How to complete this task: Extract the lines from the very start of the rows through the line that contains "positive clicks: (112, 441)", including both ends, and reproduce them unchanged.

*** Task material ***

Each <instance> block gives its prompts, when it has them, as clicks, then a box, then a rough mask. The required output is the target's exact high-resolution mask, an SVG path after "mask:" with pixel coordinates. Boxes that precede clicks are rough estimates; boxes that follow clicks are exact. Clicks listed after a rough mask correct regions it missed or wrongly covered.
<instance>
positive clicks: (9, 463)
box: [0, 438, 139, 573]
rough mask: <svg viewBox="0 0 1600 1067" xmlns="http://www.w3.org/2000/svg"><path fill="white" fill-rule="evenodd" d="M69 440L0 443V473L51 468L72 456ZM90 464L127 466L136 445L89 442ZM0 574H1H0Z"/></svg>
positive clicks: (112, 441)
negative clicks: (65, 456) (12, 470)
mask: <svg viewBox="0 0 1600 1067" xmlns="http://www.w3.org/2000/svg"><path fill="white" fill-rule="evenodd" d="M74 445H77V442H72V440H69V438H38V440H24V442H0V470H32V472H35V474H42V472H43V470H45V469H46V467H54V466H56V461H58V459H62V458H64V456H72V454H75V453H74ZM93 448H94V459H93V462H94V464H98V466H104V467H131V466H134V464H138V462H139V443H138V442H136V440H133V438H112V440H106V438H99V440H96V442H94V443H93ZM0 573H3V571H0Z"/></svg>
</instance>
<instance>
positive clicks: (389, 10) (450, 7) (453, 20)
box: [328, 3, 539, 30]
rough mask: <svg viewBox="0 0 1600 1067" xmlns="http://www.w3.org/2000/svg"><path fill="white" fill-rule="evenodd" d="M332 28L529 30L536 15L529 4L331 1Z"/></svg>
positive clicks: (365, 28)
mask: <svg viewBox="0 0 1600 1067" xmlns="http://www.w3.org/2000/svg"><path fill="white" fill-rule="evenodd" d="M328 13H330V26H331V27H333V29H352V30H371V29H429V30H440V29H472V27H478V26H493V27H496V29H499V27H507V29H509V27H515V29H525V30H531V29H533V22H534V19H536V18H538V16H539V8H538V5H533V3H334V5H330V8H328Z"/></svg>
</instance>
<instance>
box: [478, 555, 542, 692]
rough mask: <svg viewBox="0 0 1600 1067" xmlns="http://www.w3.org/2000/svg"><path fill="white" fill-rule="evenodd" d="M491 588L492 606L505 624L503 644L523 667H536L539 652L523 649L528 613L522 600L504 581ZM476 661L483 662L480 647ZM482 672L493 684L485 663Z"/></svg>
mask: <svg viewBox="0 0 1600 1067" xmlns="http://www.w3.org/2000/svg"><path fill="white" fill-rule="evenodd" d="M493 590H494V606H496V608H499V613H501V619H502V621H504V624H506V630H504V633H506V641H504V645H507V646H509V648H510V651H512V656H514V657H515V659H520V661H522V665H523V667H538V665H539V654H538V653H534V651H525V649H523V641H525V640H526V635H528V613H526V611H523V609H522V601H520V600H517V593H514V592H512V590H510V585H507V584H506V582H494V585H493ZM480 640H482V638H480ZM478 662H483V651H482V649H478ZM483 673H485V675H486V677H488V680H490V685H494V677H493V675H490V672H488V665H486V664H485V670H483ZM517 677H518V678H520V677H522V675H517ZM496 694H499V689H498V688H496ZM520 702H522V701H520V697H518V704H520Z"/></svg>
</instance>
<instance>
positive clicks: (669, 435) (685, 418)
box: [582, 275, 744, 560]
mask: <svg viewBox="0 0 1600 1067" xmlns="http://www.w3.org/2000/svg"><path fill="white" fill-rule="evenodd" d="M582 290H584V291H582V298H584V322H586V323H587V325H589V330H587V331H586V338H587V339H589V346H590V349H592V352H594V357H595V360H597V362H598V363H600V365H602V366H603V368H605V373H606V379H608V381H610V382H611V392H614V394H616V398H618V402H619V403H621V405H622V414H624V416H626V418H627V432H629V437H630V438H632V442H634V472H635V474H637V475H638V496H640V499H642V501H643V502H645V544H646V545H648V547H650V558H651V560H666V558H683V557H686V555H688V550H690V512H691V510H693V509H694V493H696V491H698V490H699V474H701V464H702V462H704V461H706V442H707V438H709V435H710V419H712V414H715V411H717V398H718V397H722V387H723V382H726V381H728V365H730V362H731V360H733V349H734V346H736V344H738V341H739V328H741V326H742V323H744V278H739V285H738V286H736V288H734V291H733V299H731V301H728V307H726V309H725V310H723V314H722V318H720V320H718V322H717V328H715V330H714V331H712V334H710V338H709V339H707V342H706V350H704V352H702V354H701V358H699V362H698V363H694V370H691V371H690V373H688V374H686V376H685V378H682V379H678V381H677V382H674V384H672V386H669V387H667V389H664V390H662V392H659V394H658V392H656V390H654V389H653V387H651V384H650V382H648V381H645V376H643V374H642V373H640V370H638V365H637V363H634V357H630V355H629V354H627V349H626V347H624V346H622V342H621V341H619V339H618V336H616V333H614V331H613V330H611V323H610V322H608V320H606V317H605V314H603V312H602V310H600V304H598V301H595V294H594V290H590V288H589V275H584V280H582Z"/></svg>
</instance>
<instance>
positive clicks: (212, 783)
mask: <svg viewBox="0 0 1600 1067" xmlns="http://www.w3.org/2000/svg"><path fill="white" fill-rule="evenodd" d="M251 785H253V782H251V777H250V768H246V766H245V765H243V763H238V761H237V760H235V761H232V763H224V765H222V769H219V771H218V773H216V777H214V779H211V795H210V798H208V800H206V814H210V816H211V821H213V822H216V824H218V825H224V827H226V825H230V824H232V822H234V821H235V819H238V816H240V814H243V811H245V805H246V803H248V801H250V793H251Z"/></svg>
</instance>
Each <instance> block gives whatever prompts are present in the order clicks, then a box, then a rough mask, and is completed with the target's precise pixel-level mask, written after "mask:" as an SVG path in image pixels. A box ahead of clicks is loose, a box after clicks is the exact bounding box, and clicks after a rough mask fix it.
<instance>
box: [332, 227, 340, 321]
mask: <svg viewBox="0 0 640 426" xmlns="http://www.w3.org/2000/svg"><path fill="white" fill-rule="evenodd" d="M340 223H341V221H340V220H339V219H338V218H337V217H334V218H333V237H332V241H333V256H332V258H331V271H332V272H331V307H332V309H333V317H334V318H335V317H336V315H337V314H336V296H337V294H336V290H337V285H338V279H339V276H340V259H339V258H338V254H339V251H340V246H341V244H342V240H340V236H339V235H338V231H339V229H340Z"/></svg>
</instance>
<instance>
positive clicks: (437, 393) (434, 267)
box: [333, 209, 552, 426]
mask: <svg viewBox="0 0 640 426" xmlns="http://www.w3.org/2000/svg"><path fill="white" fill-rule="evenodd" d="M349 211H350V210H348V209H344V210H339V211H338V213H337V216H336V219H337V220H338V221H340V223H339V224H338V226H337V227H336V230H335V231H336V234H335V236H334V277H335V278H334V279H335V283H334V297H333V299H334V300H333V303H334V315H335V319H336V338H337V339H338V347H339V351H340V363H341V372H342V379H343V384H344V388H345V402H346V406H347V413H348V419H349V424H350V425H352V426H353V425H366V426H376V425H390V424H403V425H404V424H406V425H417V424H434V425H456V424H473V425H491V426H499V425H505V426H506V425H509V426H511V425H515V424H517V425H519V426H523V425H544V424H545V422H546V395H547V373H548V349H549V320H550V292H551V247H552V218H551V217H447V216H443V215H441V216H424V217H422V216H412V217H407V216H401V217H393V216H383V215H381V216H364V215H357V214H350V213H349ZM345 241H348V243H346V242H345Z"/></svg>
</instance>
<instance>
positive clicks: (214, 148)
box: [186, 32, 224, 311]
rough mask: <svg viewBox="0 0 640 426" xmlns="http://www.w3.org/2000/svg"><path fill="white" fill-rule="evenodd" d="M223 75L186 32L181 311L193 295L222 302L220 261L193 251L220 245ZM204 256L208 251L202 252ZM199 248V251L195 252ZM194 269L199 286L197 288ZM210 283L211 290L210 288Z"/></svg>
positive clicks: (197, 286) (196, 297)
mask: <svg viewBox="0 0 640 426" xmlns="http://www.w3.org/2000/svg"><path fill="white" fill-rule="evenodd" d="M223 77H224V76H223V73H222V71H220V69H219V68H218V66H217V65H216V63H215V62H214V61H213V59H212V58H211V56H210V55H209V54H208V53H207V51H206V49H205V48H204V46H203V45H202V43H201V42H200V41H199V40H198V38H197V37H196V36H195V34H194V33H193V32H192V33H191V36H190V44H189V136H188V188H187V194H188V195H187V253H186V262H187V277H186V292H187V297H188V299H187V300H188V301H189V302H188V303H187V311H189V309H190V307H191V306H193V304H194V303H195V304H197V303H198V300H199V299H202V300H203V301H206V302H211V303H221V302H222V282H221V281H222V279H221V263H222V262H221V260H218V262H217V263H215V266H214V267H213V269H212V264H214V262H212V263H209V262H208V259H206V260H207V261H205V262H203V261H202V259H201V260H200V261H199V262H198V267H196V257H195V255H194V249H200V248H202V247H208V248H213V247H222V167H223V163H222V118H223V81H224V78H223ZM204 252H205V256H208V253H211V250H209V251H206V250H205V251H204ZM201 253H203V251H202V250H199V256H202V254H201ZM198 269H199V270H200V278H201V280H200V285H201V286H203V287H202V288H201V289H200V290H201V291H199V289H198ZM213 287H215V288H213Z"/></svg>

***

Reply to the task:
Each <instance> block gives its prompts, when it has them, as clicks, then a box, then a rough mask. The required output is the target's exact high-resolution mask, an SVG path after "mask:" with pixel coordinates. Boxes that precede clicks are rough estimates; boxes that follow clicks are exact. Clicks listed after a rough mask correct regions it missed or wrongly covered.
<instance>
positive clicks: (9, 463)
box: [0, 438, 139, 573]
rough mask: <svg viewBox="0 0 1600 1067" xmlns="http://www.w3.org/2000/svg"><path fill="white" fill-rule="evenodd" d="M69 440L0 443V473L51 468L72 456ZM90 464L127 466L136 445L89 442ZM0 574H1H0Z"/></svg>
positive clicks: (112, 441)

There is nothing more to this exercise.